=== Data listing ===
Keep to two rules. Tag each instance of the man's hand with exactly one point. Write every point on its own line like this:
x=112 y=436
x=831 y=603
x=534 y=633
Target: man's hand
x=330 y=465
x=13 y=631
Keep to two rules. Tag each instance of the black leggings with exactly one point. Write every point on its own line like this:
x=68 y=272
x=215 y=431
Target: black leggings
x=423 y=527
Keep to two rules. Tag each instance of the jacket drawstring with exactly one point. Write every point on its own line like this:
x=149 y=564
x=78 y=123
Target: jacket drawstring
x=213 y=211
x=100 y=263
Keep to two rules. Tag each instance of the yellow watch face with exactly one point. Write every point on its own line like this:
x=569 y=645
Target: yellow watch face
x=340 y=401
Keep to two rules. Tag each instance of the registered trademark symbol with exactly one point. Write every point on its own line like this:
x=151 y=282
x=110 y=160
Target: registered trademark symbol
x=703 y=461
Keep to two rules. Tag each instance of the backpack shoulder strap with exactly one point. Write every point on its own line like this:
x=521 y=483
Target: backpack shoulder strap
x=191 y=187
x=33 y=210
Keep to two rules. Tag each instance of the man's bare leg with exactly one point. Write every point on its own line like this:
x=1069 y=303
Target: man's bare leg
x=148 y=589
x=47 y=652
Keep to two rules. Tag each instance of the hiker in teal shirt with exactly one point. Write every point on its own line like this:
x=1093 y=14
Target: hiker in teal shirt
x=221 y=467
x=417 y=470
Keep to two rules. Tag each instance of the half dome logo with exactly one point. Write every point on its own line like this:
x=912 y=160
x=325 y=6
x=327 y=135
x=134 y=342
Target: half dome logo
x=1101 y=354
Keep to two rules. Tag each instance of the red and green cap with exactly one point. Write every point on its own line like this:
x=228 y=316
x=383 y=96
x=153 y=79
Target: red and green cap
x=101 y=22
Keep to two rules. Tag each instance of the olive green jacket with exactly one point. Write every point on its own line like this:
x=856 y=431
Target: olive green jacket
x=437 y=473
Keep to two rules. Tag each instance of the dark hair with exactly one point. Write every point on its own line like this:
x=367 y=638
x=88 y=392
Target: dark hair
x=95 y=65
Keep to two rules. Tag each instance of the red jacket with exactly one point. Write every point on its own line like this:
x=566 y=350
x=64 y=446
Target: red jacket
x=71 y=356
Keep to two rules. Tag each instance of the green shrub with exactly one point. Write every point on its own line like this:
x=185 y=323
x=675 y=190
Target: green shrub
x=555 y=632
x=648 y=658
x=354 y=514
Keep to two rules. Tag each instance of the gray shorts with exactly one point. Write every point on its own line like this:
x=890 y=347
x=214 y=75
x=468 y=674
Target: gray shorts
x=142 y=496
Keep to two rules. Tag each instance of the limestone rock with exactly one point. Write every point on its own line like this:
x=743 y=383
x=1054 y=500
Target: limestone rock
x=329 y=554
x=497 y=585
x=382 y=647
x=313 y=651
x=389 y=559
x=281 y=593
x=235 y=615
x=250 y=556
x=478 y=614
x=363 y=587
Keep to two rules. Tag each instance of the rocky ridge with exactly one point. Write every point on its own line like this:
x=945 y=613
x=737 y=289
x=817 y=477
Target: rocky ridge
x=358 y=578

=== The request ===
Rewrite all of the records, with "Tag each instance" changed to "Mark every instance" wherever it occurs and nothing else altered.

=== Full answer ===
Keep to two rules. Mark every instance of the man's hand with exactly one point. Write every point on its own line like this:
x=112 y=436
x=831 y=603
x=534 y=633
Target: man's hand
x=330 y=465
x=13 y=631
Keep to two rules. Mark every instance of the black leggings with exactly one point. Write every point on its own line like this:
x=68 y=272
x=215 y=431
Target: black leggings
x=423 y=527
Keep to two rules. Mark every instance of the jacket drawstring with exactly one point. Write every point on its own line like this:
x=149 y=564
x=78 y=123
Target: jacket drawstring
x=213 y=211
x=100 y=263
Keep to two rules. Mark every instance of the yellow watch face with exactly one point. Write every point on its own line like this:
x=569 y=645
Target: yellow watch face
x=340 y=401
Keep to two rules. Mark every instance of the registered trademark symbol with exactly one point. Write every point on its own line like this:
x=151 y=282
x=110 y=160
Target: registered trademark symbol
x=703 y=461
Keep to two rules. Mark every instance of the backpack shoulder strap with exactly one point. Write every point on its own line like this:
x=521 y=483
Target: backpack shoulder strap
x=191 y=187
x=33 y=210
Keep to two rules. Mark every instance of the man's bare leg with exactly one point. Write every point on its own line like this:
x=1069 y=303
Target: man's bare leg
x=148 y=589
x=47 y=652
Keep to two rules. Mark every instance of the hiker in teal shirt with exactly one point. Write every point on its own line like this:
x=1093 y=14
Target: hiker in teal shirt
x=221 y=467
x=417 y=470
Keep to two rules. Mark every instance of the half dome logo with exactly one point. Write every point on its own line like this:
x=912 y=160
x=325 y=6
x=327 y=135
x=134 y=342
Target: half dome logo
x=1101 y=354
Keep to two rules. Mark every instance of the red and green cap with exactly one point. Write every point on its own line like this:
x=228 y=316
x=383 y=96
x=153 y=79
Target: red and green cap
x=101 y=22
Keep to two rules. Mark every instance of the olive green jacket with exactly one point. Write every point on its own line like this:
x=856 y=431
Target: olive green jacket
x=437 y=473
Keep to two rules. Mark every instance of the dark hair with exactly one point. Write every point on its own line like this:
x=367 y=638
x=88 y=392
Target: dark hair
x=95 y=65
Keep to two rules. Mark every instance of the red jacket with exactly one point. Write every point on its own line like this:
x=566 y=350
x=64 y=446
Target: red jacket
x=71 y=356
Keep to two rules. Mark every instance of the green shrub with exactly one point. Write every point on its own line like this:
x=185 y=323
x=675 y=190
Target: green shrub
x=555 y=632
x=648 y=658
x=354 y=514
Keep to two rules. Mark every instance of the gray shorts with exactly one point. Write every point on its own line like this:
x=890 y=347
x=214 y=75
x=468 y=674
Target: gray shorts
x=142 y=496
Keep to two rules. Mark every instance of the limestone rock with exactly one point. Write every point on its own line like this:
x=743 y=383
x=1054 y=500
Target: limestone rock
x=329 y=554
x=497 y=585
x=382 y=647
x=313 y=651
x=389 y=559
x=281 y=593
x=235 y=615
x=250 y=556
x=478 y=614
x=363 y=587
Keep to two rules. Mark every instance of the rocky ridge with exactly one point. Write every point on its own line like this:
x=945 y=613
x=737 y=289
x=817 y=477
Target: rocky ridge
x=358 y=578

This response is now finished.